> EXERCISE GOAL: Return only the lines from the start of the records through the line that contains "Each instance of the stack", inclusive; leave out all pictures.

STUDY MATERIAL section start

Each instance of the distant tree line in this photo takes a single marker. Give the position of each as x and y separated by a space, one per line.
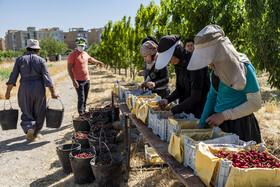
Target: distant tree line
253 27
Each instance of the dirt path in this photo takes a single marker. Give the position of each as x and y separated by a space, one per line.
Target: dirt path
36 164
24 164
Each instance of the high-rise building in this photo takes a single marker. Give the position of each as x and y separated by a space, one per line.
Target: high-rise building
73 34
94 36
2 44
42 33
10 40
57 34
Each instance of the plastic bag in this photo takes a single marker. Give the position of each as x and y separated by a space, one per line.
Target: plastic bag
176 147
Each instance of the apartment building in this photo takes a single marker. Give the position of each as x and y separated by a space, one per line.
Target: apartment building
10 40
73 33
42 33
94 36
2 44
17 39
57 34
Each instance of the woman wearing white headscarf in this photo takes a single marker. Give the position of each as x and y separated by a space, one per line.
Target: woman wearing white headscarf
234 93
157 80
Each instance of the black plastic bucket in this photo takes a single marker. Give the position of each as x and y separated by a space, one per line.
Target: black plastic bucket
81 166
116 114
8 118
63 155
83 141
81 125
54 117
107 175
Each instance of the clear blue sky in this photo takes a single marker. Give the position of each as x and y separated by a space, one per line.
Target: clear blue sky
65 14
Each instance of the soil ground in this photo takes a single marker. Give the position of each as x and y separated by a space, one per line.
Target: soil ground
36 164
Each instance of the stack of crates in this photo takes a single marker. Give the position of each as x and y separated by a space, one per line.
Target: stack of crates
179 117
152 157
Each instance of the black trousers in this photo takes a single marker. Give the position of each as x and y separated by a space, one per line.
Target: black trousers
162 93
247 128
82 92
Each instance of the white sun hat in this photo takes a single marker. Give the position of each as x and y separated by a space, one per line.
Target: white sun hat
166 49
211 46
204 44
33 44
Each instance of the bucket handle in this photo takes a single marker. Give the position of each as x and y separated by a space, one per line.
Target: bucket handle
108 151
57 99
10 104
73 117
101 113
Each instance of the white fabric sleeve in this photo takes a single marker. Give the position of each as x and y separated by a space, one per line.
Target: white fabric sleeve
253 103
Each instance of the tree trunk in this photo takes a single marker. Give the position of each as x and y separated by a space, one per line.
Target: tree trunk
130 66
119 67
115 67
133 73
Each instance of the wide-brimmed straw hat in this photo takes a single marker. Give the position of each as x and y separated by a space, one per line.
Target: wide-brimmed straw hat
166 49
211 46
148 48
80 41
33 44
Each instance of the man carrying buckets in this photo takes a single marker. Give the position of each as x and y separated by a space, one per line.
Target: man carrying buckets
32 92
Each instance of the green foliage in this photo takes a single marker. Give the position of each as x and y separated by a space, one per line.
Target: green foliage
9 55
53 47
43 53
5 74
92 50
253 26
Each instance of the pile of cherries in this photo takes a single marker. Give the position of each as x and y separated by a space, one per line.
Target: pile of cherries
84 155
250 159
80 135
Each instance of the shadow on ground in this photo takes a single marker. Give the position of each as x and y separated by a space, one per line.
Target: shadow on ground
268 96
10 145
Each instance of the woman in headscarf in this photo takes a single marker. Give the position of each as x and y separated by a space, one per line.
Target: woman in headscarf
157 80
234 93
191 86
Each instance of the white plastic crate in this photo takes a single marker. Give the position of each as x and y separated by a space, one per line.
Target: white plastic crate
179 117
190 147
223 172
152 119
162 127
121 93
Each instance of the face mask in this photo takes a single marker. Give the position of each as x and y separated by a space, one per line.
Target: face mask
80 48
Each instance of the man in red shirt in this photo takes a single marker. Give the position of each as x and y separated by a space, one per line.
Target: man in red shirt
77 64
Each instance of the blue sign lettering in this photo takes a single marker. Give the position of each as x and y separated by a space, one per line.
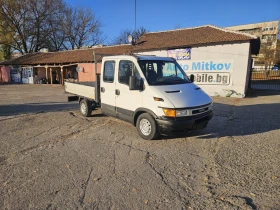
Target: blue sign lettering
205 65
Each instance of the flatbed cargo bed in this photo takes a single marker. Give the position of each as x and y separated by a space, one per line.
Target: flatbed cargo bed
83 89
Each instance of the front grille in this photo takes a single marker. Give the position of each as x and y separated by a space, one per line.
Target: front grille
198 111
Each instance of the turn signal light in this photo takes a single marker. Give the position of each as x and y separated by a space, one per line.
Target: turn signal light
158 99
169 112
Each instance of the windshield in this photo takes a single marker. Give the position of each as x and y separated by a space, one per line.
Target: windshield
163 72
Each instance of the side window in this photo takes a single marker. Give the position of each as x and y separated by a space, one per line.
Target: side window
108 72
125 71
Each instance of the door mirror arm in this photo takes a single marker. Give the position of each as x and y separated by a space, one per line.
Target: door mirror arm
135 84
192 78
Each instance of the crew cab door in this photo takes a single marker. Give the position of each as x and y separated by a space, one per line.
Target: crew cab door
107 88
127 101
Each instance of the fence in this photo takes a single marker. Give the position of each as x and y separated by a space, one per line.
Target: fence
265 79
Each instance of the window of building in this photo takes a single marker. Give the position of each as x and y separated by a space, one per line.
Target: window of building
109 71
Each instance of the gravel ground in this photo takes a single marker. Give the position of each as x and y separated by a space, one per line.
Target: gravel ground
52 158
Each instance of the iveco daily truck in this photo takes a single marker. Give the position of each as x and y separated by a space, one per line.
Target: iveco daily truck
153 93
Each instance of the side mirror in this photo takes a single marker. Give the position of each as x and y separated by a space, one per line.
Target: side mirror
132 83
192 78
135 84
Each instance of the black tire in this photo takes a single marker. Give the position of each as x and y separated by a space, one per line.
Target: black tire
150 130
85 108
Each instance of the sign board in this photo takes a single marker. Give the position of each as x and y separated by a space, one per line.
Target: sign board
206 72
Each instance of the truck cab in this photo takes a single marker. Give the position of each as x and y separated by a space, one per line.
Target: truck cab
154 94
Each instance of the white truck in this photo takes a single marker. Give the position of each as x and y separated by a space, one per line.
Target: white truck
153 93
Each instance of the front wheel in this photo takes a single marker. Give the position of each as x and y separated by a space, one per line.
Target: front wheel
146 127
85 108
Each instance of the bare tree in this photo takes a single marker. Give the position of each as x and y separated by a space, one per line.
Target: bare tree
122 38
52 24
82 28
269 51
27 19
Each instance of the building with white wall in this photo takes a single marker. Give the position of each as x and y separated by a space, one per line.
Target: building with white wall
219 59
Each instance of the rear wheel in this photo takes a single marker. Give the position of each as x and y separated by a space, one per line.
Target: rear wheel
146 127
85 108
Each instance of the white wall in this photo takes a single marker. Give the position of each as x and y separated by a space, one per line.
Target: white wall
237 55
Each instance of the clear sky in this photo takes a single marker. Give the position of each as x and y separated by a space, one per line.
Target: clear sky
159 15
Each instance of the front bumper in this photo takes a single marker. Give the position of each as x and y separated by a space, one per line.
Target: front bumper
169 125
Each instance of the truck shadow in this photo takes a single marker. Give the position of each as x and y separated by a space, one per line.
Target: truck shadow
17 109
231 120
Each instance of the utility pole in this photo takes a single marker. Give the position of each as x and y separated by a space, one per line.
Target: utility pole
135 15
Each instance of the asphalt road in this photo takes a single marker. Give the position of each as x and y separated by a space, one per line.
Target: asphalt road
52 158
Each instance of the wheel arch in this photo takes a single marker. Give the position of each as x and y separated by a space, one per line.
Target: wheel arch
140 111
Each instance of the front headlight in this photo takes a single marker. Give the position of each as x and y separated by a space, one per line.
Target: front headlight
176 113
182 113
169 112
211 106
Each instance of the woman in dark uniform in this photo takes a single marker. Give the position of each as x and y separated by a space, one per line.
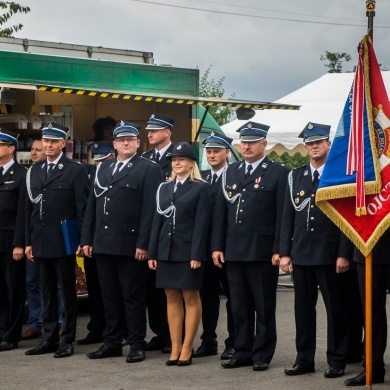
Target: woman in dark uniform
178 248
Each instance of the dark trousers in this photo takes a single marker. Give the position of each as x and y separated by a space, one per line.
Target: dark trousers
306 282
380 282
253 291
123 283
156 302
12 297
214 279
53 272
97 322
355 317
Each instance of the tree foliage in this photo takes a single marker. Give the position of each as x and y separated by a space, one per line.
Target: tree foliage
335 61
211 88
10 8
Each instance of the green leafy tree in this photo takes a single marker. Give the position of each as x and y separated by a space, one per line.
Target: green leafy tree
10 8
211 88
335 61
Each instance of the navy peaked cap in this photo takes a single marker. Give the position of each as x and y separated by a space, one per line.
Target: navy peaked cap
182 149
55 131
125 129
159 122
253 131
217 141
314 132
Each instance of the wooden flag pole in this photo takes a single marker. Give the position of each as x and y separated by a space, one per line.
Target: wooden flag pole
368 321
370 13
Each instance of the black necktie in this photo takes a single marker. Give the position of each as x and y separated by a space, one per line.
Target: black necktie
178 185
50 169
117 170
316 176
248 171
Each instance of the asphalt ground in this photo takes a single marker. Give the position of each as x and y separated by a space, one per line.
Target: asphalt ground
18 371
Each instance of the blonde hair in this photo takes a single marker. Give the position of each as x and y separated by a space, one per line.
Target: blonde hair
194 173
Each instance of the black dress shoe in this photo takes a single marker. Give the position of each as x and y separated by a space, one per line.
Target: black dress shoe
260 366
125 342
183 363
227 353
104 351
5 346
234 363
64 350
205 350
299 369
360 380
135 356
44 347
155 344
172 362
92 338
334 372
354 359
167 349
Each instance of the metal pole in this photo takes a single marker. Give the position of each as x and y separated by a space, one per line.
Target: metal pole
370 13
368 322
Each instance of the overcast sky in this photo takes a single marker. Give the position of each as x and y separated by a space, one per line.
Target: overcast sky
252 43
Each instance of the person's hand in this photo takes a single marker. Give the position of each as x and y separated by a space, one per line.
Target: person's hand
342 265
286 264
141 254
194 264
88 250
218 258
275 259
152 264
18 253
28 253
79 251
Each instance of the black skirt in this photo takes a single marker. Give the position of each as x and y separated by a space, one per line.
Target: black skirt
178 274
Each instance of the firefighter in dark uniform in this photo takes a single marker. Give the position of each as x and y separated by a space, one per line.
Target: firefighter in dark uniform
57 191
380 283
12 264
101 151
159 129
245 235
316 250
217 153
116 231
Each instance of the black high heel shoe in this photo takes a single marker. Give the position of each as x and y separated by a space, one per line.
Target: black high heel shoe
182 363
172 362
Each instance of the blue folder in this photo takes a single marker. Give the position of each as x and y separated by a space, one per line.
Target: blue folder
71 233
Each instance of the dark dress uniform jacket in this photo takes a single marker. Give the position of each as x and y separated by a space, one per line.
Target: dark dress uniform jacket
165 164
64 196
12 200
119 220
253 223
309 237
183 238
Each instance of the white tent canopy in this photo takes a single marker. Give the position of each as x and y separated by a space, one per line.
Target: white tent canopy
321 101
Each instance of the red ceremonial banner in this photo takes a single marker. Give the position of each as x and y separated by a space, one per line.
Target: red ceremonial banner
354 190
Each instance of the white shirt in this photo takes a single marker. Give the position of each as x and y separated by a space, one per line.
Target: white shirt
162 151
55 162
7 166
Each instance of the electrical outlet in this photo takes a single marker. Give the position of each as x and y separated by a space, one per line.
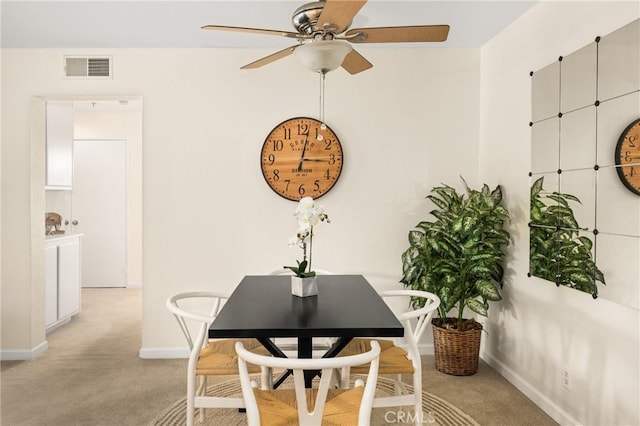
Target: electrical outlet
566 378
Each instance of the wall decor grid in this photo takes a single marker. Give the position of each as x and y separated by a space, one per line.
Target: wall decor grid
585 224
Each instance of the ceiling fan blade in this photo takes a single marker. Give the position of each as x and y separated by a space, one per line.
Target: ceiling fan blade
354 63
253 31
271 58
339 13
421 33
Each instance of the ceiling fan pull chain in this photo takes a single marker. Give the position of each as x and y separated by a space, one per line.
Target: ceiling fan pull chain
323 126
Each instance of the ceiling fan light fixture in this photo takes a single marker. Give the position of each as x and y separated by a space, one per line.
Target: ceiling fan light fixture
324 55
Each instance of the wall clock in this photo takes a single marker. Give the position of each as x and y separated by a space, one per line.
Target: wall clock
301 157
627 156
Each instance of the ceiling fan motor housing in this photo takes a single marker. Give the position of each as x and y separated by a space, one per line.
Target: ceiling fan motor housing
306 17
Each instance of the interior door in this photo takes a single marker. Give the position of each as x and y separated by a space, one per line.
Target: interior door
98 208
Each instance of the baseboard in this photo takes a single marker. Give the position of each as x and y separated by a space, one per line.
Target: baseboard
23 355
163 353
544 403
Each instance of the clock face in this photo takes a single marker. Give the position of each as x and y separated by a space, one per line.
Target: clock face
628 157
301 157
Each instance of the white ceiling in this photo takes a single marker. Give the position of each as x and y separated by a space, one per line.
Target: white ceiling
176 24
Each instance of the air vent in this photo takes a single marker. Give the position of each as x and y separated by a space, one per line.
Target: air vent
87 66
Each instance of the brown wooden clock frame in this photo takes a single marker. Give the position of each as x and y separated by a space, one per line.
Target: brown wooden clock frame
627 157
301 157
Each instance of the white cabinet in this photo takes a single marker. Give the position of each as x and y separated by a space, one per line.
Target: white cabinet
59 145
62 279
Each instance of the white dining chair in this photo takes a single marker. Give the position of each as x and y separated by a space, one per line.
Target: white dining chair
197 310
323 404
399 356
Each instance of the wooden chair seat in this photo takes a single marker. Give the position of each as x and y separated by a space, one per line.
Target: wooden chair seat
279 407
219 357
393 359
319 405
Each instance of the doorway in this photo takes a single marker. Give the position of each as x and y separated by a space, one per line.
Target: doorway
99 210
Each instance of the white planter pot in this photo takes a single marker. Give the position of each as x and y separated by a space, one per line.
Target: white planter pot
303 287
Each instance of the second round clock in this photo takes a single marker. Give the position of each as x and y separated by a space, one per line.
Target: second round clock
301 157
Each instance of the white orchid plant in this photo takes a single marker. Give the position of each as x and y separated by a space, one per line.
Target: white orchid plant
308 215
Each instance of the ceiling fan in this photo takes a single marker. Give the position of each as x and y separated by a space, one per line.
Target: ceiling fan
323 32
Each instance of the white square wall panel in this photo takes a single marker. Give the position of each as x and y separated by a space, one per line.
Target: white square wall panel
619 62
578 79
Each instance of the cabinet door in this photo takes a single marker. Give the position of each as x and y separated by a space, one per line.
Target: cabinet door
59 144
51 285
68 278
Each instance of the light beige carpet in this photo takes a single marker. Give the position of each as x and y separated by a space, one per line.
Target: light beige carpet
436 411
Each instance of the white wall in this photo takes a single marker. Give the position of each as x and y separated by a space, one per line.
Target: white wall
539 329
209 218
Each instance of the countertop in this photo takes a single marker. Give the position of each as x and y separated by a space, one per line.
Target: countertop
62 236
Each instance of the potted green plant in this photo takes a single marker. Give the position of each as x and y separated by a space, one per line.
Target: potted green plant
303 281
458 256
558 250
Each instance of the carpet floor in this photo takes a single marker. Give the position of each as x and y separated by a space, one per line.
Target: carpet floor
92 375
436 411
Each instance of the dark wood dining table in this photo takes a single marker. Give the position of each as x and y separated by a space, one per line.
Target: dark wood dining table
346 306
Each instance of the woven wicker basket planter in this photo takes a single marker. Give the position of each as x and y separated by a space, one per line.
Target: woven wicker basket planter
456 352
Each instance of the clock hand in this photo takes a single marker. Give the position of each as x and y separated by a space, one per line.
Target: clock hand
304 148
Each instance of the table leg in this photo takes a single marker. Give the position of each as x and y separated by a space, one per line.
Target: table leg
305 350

STUDY MATERIAL section end

> REPLY TO THE EXERCISE:
Each instance of the distant tree line in this photo takes a single marker. Give the position of each as x and y separated by a space, one per line.
Target: distant tree line
253 27
Each instance of the dirt path in this photo takes a single marker. Give the position of each as x and y separated by a space, one per line.
Target: dirt path
36 164
24 164
Each instance of the high-rise building in this photo takes a single marker. Give the position of each as x and y separated by a space, one per line.
Target: high-rise building
73 34
94 36
2 44
42 33
10 40
57 34
Each instance of the plastic bag in this photo takes a single marker. Give the position of each as x and y separated by a space, one per line.
Target: plastic bag
176 147
Each instance of the apartment building in this photo takes a single marker. Give the position of each as x and y separated by a space, one per line.
Target: apartment building
10 40
73 33
42 33
94 36
2 44
17 39
57 34
Each instance of the woman wearing white headscarf in this photo takes a single marker. Give the position of each as x and y separated by a space, one per line.
Target: woman wearing white headscarf
234 93
157 80
Each instance of the black plastic bucket in this photo takes a single marker. Give the position of each as x and y separated by a space, one per line.
Target: black plastic bucket
81 166
116 114
8 118
63 155
83 141
81 125
54 117
107 175
Each instance of the clear blue sky in this photo takes a single marker. Give the position of each as x and y separated by a space, one per line.
Target: clear blue sky
65 14
Each instance of the soil ground in this photo takes a single marker. Give the position of each as x and y separated by a space, one per line.
Target: soil ground
36 164
Each instance of the stack of crates in this photo takes a single marker. Give the position of each as x and y separated by a space, one per line.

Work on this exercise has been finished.